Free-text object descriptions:
------------

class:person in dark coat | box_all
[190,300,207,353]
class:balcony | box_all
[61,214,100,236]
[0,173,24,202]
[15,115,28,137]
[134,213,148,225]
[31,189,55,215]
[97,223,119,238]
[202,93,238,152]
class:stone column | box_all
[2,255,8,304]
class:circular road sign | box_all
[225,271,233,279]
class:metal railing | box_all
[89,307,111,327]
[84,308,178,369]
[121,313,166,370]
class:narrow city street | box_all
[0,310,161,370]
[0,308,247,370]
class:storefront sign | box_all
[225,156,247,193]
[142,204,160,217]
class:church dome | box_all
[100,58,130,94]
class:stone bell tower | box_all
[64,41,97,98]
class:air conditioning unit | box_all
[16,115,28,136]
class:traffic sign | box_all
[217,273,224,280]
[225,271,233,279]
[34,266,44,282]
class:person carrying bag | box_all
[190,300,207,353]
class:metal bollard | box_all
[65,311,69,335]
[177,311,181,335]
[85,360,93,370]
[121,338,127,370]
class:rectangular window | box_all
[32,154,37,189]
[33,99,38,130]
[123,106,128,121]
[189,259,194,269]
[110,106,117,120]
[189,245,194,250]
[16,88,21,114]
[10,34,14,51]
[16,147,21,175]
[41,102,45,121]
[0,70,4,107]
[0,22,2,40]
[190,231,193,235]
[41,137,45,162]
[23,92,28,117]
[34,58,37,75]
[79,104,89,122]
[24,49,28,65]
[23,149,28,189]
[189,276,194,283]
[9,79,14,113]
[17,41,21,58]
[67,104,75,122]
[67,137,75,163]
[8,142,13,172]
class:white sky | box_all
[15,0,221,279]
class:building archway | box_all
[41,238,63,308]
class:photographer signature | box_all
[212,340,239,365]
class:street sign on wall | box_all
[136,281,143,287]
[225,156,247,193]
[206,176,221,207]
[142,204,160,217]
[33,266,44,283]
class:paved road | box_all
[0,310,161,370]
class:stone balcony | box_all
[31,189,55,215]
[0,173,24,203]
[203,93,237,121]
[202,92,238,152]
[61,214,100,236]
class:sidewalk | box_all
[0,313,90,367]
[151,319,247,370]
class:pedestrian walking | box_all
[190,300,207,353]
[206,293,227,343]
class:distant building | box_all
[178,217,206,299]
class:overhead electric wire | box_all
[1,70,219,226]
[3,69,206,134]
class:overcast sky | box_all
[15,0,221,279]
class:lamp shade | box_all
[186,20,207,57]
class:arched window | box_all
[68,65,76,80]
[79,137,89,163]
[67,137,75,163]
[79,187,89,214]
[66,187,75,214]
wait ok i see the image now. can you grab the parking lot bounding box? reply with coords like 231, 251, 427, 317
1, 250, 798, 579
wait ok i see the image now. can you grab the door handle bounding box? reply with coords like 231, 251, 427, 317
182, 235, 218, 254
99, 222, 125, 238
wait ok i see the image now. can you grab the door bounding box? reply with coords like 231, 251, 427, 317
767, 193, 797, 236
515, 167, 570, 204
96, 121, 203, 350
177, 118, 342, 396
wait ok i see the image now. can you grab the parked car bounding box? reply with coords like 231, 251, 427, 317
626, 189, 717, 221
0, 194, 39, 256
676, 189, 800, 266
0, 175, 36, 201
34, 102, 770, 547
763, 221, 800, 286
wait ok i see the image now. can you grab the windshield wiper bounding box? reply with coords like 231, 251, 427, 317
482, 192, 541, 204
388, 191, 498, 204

------------

■ Directions for this task: Reproduce the lines above. Leave each one as it is.

■ Completed task:
class:person in dark coat | box_all
[190,300,207,353]
class:balcony | box_all
[61,214,100,236]
[0,173,24,202]
[15,115,28,137]
[134,213,148,225]
[31,189,55,215]
[97,223,119,238]
[202,93,238,152]
class:stone column | box_all
[2,255,8,304]
class:circular road sign | box_all
[225,271,233,279]
class:metal railing | box_all
[89,307,111,327]
[84,308,178,369]
[121,313,166,370]
class:narrow city street | box_all
[0,310,161,370]
[0,308,247,370]
class:storefront sign | box_all
[225,156,247,193]
[142,204,160,217]
class:church dome | box_all
[100,58,130,94]
class:stone bell tower | box_all
[64,41,97,98]
class:air conditioning unit | box_all
[16,115,28,136]
class:traffic sign | box_all
[217,273,224,280]
[225,271,233,279]
[34,266,44,282]
class:person carrying bag | box_all
[190,300,207,353]
class:metal bollard | box_all
[65,311,69,335]
[177,311,181,335]
[85,360,93,370]
[121,338,127,370]
class:rectangular window | box_all
[32,154,37,189]
[33,99,38,130]
[123,106,128,121]
[189,259,194,269]
[110,106,117,120]
[189,245,194,250]
[16,88,21,114]
[10,34,14,51]
[16,147,21,175]
[41,102,45,121]
[0,70,4,107]
[0,22,2,40]
[190,231,193,235]
[41,137,45,162]
[23,92,28,117]
[34,58,37,75]
[79,104,89,122]
[24,49,28,65]
[23,149,28,189]
[189,276,194,283]
[9,79,14,113]
[17,41,21,58]
[67,104,75,122]
[67,137,75,163]
[8,142,13,172]
class:white sky | box_all
[15,0,221,279]
class:building archway | box_all
[41,238,63,308]
class:photographer signature | box_all
[212,340,239,365]
class:street sign on wall | box_all
[136,281,143,287]
[225,156,247,193]
[206,176,221,207]
[142,204,160,217]
[33,266,44,283]
class:paved road | box_all
[0,310,161,370]
class:stone balcony | box_all
[31,189,55,215]
[0,173,24,203]
[203,93,237,121]
[202,92,238,152]
[61,214,100,236]
class:sidewalk | box_all
[0,313,90,367]
[151,319,247,370]
class:pedestrian walking | box_all
[190,300,207,353]
[206,293,227,343]
class:distant building | box_all
[178,217,206,299]
class:overhead electric wire | box_all
[1,70,219,226]
[3,69,206,134]
class:overcast sky | box_all
[15,0,221,279]
class:lamp shade | box_all
[186,20,207,57]
class:arched window | box_all
[68,65,76,80]
[79,137,89,163]
[67,137,75,163]
[79,187,89,214]
[66,187,75,214]
wait ok i see the image now. can you grab the parking lot bounding box? reply with coords like 231, 251, 427, 317
1, 250, 798, 579
wait ok i see the image now. can you grab the door handle bounding box? reply with coords like 231, 251, 427, 317
182, 235, 218, 254
99, 222, 125, 238
wait ok i see the image now. can you grab the door bounding box? reply with coords like 231, 251, 427, 317
767, 193, 797, 236
515, 167, 570, 204
96, 121, 203, 350
177, 118, 342, 396
wait ok i see the image now. can you grab the parked car bounding box? reply with coords like 231, 251, 427, 317
626, 189, 717, 221
0, 194, 39, 256
676, 189, 800, 266
0, 175, 36, 201
34, 102, 770, 547
763, 221, 800, 286
wait ok i see the image now. can you grab the windshield wiper bounding box? reply with coords like 231, 251, 427, 317
482, 192, 541, 204
388, 191, 498, 204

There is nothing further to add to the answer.